EXERCISE INSTRUCTIONS: Which lines of the records contain the word "william"? Select each one and copy it out in full.

----------------------------------------

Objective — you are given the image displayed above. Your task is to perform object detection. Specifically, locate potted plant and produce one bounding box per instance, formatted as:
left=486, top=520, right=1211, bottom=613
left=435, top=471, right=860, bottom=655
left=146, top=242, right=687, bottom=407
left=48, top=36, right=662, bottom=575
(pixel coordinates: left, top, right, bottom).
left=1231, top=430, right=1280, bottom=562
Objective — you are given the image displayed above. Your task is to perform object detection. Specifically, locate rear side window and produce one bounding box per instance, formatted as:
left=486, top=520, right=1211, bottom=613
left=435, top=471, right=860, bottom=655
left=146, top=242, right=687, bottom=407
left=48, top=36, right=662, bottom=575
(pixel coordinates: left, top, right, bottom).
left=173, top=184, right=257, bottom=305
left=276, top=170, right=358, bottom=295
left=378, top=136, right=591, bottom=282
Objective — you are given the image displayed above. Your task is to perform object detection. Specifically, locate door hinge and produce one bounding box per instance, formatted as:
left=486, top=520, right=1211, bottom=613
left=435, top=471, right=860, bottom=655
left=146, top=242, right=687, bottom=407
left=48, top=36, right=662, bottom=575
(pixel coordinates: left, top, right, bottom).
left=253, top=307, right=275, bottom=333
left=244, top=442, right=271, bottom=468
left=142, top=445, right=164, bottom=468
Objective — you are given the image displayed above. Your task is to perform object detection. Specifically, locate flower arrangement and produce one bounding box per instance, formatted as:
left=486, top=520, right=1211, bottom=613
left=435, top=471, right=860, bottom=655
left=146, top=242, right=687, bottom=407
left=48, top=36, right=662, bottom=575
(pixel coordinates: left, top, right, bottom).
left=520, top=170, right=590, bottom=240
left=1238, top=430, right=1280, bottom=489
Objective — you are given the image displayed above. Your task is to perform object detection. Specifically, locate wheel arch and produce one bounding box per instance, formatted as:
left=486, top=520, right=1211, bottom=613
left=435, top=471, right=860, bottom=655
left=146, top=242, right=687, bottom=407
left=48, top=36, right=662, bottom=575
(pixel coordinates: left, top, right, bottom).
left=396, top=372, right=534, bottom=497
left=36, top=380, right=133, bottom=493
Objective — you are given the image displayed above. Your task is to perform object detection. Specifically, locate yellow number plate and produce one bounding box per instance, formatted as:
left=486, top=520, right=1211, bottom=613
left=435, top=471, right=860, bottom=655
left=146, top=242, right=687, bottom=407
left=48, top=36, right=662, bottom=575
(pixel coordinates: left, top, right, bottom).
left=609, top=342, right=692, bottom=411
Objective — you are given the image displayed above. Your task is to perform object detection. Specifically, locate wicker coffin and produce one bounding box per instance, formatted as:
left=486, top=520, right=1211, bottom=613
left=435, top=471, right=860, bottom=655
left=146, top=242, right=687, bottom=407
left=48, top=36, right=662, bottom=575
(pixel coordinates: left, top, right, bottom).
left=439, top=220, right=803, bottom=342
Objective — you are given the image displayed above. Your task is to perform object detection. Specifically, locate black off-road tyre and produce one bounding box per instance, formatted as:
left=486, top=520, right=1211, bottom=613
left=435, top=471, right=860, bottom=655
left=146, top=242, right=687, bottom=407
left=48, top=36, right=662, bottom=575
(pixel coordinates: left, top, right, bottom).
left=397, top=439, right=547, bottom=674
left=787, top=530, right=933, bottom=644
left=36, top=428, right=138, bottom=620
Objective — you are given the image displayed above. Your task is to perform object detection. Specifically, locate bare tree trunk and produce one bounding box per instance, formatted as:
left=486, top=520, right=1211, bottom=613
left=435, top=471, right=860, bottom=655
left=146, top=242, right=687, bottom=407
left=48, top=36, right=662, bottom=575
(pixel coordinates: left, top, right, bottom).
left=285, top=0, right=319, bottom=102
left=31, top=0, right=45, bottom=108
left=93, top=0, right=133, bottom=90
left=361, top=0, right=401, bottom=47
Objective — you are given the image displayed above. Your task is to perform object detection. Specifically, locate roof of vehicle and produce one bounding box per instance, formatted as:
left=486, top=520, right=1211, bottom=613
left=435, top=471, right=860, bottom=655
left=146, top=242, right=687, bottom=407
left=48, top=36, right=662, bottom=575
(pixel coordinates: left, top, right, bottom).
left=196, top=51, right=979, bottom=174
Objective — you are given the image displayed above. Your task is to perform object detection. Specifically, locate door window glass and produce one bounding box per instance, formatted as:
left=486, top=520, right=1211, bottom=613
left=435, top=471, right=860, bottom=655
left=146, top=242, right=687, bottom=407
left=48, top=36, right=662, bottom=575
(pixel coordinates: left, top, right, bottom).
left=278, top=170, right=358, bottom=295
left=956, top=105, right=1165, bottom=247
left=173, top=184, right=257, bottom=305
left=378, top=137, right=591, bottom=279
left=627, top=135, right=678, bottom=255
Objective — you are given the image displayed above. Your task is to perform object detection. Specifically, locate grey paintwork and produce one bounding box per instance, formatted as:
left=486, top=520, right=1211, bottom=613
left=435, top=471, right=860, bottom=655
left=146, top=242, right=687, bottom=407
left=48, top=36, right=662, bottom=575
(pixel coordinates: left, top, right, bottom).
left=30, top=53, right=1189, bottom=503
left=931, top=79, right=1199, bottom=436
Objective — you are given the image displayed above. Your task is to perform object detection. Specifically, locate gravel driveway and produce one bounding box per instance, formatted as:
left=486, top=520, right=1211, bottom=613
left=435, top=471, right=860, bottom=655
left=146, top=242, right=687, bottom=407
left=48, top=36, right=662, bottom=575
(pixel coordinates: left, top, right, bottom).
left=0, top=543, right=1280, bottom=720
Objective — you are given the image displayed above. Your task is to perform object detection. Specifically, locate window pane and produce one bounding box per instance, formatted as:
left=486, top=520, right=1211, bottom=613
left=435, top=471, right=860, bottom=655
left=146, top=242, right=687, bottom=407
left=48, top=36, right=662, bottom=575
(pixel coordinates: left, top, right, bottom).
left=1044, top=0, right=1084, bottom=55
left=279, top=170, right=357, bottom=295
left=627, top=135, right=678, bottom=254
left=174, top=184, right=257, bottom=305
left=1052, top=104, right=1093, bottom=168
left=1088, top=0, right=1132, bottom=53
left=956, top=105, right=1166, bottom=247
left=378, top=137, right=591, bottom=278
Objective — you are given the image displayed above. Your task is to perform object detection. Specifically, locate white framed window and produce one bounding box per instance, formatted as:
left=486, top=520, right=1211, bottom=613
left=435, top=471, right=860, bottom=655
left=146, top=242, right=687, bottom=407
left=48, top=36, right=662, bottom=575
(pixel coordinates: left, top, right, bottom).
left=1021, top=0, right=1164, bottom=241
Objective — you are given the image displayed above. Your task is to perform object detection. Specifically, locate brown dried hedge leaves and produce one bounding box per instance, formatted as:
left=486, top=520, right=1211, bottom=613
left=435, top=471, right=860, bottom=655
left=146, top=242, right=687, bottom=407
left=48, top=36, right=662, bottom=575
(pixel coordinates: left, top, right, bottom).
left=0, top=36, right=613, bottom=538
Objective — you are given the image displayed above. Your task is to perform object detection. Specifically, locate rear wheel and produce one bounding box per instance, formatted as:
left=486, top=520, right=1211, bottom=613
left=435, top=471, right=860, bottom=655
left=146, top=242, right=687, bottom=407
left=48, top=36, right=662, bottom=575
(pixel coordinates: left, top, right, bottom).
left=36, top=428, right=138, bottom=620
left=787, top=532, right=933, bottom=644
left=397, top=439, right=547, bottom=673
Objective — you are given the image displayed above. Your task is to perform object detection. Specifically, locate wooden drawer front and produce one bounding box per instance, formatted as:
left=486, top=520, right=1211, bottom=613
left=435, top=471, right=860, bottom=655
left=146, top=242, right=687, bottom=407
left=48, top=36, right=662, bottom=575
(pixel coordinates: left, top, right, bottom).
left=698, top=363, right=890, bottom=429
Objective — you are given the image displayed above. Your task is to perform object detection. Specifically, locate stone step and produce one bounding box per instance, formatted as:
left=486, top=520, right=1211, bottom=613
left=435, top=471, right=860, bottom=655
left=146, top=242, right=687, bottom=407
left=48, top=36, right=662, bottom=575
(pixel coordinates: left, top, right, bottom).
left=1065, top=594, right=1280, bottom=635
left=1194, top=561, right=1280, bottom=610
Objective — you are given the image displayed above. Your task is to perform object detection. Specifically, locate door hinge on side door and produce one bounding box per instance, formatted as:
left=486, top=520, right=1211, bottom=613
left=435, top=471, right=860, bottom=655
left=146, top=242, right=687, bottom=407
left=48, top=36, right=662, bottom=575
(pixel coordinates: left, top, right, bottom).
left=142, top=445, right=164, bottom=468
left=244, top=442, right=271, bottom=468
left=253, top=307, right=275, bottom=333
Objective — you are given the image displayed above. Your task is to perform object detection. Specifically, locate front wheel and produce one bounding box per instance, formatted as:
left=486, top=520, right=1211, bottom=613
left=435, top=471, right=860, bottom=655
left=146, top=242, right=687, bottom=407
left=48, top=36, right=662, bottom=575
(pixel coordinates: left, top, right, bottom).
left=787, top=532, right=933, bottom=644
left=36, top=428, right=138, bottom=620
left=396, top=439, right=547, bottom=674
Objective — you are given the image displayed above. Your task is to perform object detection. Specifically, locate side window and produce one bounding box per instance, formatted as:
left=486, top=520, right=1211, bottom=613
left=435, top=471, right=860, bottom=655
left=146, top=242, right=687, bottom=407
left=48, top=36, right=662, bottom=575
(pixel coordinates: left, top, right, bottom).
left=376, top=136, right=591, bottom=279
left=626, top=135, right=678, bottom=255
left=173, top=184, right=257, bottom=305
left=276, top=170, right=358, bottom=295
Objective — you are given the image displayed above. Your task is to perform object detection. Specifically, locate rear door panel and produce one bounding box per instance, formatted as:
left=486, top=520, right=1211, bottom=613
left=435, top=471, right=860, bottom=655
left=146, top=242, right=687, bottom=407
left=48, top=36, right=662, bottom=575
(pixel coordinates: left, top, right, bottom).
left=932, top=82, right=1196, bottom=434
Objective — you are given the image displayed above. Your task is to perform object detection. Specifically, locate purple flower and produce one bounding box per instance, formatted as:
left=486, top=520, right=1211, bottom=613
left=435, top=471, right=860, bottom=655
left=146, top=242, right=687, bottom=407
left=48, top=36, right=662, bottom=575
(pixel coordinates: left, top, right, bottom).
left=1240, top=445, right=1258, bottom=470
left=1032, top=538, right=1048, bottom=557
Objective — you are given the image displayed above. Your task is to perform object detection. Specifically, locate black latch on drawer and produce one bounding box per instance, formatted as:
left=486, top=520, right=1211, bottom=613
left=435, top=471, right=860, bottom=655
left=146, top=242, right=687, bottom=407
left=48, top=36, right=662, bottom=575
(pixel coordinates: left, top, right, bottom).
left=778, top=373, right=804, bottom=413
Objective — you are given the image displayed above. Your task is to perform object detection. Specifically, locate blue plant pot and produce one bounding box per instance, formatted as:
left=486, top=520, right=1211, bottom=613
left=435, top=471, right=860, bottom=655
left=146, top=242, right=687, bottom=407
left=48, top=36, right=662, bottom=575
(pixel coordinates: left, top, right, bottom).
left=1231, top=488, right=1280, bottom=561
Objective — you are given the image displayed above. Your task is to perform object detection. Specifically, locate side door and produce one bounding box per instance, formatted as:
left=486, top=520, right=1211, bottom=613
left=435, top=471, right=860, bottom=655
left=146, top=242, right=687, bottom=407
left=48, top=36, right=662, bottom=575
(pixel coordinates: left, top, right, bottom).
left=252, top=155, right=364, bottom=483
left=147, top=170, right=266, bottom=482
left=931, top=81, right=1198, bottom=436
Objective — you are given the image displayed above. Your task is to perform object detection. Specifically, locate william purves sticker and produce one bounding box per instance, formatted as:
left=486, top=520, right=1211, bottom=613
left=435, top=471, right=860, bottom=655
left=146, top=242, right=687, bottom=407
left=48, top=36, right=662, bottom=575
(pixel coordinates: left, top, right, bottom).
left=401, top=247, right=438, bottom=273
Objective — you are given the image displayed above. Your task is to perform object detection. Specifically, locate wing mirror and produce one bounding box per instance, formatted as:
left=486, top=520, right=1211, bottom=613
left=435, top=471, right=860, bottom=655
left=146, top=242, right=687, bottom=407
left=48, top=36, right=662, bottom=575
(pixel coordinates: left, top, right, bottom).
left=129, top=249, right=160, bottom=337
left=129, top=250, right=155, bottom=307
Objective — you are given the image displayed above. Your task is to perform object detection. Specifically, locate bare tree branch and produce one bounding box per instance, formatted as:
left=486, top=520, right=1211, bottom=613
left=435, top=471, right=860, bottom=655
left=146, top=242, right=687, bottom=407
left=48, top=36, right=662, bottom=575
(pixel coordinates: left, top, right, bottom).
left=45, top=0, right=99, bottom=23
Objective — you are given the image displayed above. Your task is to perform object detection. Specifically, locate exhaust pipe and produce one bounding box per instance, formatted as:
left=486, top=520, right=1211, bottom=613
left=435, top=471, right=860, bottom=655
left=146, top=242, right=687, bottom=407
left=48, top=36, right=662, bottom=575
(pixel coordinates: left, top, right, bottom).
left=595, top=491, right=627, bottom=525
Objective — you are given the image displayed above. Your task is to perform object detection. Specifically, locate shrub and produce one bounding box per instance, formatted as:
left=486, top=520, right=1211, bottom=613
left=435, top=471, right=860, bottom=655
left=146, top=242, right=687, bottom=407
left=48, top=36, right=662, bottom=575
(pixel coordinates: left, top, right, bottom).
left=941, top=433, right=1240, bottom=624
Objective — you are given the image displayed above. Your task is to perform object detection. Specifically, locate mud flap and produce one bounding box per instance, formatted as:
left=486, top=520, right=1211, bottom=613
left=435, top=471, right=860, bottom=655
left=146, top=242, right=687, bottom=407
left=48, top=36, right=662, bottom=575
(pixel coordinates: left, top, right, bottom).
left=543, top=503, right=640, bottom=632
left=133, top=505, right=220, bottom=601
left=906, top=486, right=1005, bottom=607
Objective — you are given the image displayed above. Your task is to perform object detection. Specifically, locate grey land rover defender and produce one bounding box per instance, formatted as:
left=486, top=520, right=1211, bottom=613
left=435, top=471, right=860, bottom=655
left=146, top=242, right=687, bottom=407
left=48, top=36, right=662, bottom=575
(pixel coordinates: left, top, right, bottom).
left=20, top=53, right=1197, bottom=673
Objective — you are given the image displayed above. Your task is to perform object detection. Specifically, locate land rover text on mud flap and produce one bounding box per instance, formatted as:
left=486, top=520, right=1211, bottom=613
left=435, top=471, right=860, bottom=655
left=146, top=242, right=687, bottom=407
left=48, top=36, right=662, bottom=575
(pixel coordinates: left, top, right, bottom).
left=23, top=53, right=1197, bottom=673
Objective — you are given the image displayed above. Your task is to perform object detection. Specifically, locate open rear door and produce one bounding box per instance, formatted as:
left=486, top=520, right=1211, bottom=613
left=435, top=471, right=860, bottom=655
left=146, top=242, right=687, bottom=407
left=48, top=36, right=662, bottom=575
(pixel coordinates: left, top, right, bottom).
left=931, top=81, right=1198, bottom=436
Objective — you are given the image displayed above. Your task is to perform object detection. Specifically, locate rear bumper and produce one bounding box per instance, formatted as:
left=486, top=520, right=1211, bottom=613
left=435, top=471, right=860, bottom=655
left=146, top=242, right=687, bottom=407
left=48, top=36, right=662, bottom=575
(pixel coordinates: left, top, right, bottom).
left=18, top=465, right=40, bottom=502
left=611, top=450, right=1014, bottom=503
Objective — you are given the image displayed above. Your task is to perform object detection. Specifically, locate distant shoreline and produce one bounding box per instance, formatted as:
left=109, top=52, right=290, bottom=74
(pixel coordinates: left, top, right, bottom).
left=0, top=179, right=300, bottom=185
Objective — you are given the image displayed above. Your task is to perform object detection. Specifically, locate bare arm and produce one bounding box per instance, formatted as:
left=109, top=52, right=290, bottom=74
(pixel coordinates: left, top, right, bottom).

----------------------------------------

RESULT BELOW:
Objective — you are given the image displayed above. Your task is to perform object detection. Specifically, locate william purves sticker and produce one bounding box per instance, formatted as:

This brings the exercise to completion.